====== INFORMATION PROVIDED

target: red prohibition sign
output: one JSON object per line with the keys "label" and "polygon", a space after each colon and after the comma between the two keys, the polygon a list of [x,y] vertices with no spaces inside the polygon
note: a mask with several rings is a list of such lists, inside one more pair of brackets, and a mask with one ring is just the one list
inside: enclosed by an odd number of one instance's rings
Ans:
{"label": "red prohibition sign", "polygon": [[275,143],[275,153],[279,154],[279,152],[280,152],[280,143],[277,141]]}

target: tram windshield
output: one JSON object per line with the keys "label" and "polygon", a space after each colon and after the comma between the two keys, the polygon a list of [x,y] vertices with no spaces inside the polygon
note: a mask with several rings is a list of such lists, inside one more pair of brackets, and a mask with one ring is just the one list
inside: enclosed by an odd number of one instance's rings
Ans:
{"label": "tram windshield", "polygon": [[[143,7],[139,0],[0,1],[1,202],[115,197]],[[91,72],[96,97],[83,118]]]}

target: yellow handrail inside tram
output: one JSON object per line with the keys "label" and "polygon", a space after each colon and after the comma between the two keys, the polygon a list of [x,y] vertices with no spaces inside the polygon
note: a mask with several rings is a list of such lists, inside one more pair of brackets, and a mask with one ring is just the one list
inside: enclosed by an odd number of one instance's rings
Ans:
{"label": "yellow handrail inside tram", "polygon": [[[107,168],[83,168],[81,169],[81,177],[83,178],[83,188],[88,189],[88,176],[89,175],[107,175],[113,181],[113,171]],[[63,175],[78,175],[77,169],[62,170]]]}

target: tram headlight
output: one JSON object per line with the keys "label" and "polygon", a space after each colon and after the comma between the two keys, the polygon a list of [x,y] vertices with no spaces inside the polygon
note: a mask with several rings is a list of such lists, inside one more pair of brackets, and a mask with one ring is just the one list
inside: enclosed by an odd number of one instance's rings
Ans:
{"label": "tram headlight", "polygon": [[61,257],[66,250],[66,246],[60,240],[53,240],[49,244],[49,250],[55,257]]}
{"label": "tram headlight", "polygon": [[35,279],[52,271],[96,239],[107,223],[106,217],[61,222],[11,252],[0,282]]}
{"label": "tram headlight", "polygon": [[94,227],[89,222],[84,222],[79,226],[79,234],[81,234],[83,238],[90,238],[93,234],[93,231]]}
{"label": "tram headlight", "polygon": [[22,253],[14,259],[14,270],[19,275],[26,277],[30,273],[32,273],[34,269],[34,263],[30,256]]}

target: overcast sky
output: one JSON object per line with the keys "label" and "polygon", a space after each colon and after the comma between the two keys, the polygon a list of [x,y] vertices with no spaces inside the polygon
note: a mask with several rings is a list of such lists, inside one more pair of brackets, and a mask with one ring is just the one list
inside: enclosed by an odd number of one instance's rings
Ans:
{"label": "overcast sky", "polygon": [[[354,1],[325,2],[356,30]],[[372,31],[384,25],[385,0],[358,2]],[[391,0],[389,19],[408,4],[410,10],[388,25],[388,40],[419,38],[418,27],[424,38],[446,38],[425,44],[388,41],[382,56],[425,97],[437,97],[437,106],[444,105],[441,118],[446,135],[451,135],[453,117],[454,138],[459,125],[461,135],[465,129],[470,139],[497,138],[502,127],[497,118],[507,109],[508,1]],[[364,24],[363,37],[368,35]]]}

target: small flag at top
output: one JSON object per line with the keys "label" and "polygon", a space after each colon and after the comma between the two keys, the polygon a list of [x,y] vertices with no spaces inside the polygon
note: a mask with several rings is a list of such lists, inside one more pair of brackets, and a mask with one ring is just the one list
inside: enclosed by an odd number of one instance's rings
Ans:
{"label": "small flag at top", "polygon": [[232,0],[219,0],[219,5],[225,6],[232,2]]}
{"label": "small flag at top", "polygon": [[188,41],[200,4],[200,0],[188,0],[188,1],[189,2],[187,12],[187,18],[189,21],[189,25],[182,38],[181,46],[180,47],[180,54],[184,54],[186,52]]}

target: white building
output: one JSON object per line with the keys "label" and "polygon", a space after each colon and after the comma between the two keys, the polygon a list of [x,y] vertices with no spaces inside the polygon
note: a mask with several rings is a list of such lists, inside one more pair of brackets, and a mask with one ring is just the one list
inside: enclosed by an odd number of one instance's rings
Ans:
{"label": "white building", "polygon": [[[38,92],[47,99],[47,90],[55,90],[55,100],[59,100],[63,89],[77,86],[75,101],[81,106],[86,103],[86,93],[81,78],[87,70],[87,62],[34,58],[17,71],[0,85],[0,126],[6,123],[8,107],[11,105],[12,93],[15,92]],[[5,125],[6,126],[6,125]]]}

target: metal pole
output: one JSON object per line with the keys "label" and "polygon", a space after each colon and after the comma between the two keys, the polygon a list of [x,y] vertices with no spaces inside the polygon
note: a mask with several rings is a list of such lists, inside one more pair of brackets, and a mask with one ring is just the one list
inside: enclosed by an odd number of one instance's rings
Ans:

============

◆ TASK: Output every line of the records above again, unchanged and in the same order.

◆ RESULT OF THE TASK:
target: red prohibition sign
output: one JSON object per line with the keys "label" and "polygon", a space after each colon and after the comma between the two keys, the polygon a list of [x,y] vertices with no spaces inside the polygon
note: a mask with several rings is a list of such lists, inside one more pair of brackets, and a mask with one ring is just the one list
inside: enclosed by an odd number of one instance's rings
Ans:
{"label": "red prohibition sign", "polygon": [[275,143],[275,153],[279,154],[279,152],[280,152],[280,143],[277,141]]}

target: tram windshield
output: one JSON object per line with the keys "label" and "polygon", a space after each colon and after the comma between the two keys, the polygon a list of [x,y] vertices with no spaces inside the polygon
note: a mask with several rings is a list of such lists, inside one more pair of brackets, and a mask with one ring is just the one list
inside: enclosed by an odd number of one instance's rings
Ans:
{"label": "tram windshield", "polygon": [[[143,7],[139,0],[0,1],[1,202],[115,197]],[[91,72],[96,97],[83,118]]]}

target: yellow handrail inside tram
output: one JSON object per line with the keys "label" and "polygon", a space after each colon and after the comma between the two keys, the polygon a list of [x,y] vertices with no spaces inside the polygon
note: a mask with several rings is a list of such lists, inside one more pair of brackets, and a mask with one ring is just the one list
inside: enclosed by an odd number of one instance's rings
Ans:
{"label": "yellow handrail inside tram", "polygon": [[[107,168],[83,168],[81,169],[81,177],[83,178],[83,188],[88,189],[88,176],[89,175],[107,175],[113,181],[113,171]],[[63,175],[78,175],[77,169],[62,170]]]}

target: tram headlight
output: one JSON object per line with the keys "label" and "polygon", a space after each colon and after the comma between the two keys, the polygon a list of [x,y] vertices with no spaces inside the polygon
note: a mask with several rings is a list of such lists, inside one more pair of brackets, and a mask with one ring is just the one list
inside: enclosed by an odd number of one instance's rings
Ans:
{"label": "tram headlight", "polygon": [[61,257],[66,250],[66,246],[60,240],[53,240],[49,244],[49,250],[55,257]]}
{"label": "tram headlight", "polygon": [[35,279],[52,271],[96,239],[107,223],[106,217],[61,222],[11,252],[0,282]]}
{"label": "tram headlight", "polygon": [[94,227],[89,222],[84,222],[79,226],[79,234],[81,234],[83,238],[90,238],[93,234],[93,231]]}
{"label": "tram headlight", "polygon": [[22,253],[14,259],[14,270],[19,275],[26,277],[30,273],[32,273],[34,269],[34,263],[30,256]]}

target: overcast sky
output: one JSON object per line with the keys "label" and "polygon", a space after each colon and after the comma between the two keys, the polygon a list of [x,y] vertices with no spaces inside the polygon
note: a mask with several rings is a list of such lists, inside one more pair of brackets, and a mask with one ring is just the one list
inside: enclosed by an odd number of one instance's rings
Ans:
{"label": "overcast sky", "polygon": [[[354,1],[325,2],[356,30]],[[372,31],[384,25],[385,0],[358,2]],[[391,0],[389,19],[408,4],[410,10],[388,25],[388,40],[419,38],[418,27],[424,38],[446,38],[425,44],[388,41],[382,56],[425,97],[437,97],[437,106],[444,105],[441,118],[446,135],[451,135],[453,117],[454,138],[459,125],[461,135],[465,129],[470,139],[497,138],[502,127],[497,118],[507,109],[508,1]],[[364,24],[363,37],[368,35]]]}

target: small flag at top
output: one JSON object per line with the keys "label" and "polygon", a space after each colon and after the comma between the two keys, the polygon a list of [x,y] vertices with no spaces inside the polygon
note: a mask with several rings is a list of such lists, inside one more pair of brackets, and a mask with one ring is just the one list
inside: enclosed by an odd number of one instance's rings
Ans:
{"label": "small flag at top", "polygon": [[232,0],[219,0],[219,5],[225,6],[232,2]]}
{"label": "small flag at top", "polygon": [[188,41],[200,4],[200,0],[188,0],[188,1],[189,2],[187,12],[187,18],[189,21],[189,25],[182,38],[181,46],[180,47],[180,54],[184,54],[186,52]]}

target: white building
output: one JSON object per line with the keys "label" and "polygon", a space after each colon and after the comma between the two keys, the polygon a list of [x,y] vertices with no spaces inside the polygon
note: a mask with several rings is a list of such lists, inside one more pair of brackets, and a mask with one ring is just the one list
inside: enclosed by an odd number of one instance's rings
Ans:
{"label": "white building", "polygon": [[[38,92],[47,99],[47,90],[55,90],[55,100],[59,100],[63,89],[77,86],[75,101],[81,106],[86,103],[86,93],[81,78],[87,70],[87,62],[34,58],[17,71],[0,85],[0,126],[6,123],[8,107],[11,105],[12,93],[15,92]],[[5,125],[6,126],[6,125]]]}

target: metal pole
output: one JSON object per line with the keys "label" and "polygon", a space after each colon and after the comma between the two keys, the polygon a list of [x,y] vertices with no spaces inside the polygon
note: a mask with several rings is a list of such lists, inside one more pair of brackets, and a mask with one ring is just the one list
inside: enclosed by an odd number of one instance's rings
Ans:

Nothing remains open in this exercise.